*Exercise objective:* Reproduce verbatim the stretch of the entries below from their first line through the line containing "252L139 247L131 248L123", both ends included.

*Data:*
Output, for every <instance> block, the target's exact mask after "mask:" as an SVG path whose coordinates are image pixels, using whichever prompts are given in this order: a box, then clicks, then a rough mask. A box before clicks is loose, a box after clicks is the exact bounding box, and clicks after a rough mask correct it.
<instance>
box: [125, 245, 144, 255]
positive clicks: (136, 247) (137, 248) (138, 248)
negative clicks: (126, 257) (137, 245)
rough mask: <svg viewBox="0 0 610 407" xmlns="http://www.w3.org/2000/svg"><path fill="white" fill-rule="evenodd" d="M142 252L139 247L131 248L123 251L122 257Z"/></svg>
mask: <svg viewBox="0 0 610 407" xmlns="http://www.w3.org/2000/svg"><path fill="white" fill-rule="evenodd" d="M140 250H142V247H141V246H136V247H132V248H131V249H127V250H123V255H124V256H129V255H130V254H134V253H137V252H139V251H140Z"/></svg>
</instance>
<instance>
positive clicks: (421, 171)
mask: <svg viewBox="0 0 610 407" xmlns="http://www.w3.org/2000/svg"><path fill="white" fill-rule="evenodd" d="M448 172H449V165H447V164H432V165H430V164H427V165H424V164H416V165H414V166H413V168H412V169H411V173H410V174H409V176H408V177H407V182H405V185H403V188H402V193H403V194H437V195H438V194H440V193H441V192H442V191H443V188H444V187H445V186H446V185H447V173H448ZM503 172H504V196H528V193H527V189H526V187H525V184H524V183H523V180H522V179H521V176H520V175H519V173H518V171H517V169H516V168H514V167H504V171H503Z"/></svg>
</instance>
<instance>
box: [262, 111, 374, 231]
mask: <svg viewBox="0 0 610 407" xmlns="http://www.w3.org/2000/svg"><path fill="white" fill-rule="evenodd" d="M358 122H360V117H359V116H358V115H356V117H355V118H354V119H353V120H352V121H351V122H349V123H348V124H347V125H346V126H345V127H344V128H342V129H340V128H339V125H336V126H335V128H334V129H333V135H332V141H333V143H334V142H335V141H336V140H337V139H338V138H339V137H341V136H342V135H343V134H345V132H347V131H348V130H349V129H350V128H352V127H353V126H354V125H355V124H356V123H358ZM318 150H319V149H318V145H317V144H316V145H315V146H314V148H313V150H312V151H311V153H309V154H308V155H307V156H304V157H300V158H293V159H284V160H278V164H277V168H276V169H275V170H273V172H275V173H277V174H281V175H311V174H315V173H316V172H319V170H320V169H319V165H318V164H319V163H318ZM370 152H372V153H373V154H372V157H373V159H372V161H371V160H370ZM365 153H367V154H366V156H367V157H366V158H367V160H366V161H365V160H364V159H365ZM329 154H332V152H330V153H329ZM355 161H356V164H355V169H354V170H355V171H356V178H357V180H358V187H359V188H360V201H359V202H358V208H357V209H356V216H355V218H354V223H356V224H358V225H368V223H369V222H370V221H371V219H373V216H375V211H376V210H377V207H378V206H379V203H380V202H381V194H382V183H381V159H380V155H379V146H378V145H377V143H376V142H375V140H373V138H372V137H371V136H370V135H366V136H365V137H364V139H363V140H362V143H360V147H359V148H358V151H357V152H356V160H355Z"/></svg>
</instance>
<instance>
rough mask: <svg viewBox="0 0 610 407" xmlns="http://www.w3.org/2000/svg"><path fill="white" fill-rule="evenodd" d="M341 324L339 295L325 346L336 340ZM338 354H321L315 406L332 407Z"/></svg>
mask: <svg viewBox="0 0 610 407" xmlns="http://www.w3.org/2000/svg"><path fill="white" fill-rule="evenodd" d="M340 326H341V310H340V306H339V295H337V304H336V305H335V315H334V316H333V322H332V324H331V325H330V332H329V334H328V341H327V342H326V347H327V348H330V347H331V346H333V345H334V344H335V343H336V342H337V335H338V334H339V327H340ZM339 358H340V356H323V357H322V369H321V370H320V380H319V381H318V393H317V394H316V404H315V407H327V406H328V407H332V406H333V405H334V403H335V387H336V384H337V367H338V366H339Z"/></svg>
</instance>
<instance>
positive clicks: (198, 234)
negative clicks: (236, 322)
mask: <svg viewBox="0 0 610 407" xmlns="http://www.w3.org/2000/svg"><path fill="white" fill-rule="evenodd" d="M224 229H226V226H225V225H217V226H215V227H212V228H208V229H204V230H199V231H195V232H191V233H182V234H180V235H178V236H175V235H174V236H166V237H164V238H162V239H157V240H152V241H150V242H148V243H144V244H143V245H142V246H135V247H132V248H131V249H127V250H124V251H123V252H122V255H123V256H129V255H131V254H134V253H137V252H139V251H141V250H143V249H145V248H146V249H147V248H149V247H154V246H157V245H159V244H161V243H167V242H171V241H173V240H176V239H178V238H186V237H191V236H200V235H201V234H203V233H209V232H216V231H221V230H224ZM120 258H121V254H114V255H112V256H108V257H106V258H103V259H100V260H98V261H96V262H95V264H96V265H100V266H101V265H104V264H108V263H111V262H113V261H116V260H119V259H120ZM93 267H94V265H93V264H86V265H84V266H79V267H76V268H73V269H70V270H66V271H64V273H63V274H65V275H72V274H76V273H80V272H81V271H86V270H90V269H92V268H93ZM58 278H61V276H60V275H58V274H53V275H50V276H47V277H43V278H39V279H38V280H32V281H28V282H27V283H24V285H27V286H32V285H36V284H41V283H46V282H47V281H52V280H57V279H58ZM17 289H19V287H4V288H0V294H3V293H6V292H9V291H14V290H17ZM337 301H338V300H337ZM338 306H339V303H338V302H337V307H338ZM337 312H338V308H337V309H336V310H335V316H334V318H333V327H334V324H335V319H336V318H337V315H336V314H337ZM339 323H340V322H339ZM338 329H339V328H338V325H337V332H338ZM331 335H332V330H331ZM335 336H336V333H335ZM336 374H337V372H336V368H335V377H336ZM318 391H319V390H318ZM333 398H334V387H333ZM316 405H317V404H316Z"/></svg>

*Written response:*
Output, for every <instance> block, the target's exact mask after "mask:" as an SVG path whose coordinates are image pixels, using whichever prompts are given in this order: a box, then clicks, then a rough mask. A box before clicks is loose, a box after clicks is the exact bounding box, and clicks after a rough mask correct it.
<instance>
box: [125, 245, 144, 255]
positive clicks: (136, 247) (137, 248) (138, 248)
negative clicks: (126, 257) (137, 245)
rough mask: <svg viewBox="0 0 610 407" xmlns="http://www.w3.org/2000/svg"><path fill="white" fill-rule="evenodd" d="M142 252L139 247L131 248L123 251L122 257Z"/></svg>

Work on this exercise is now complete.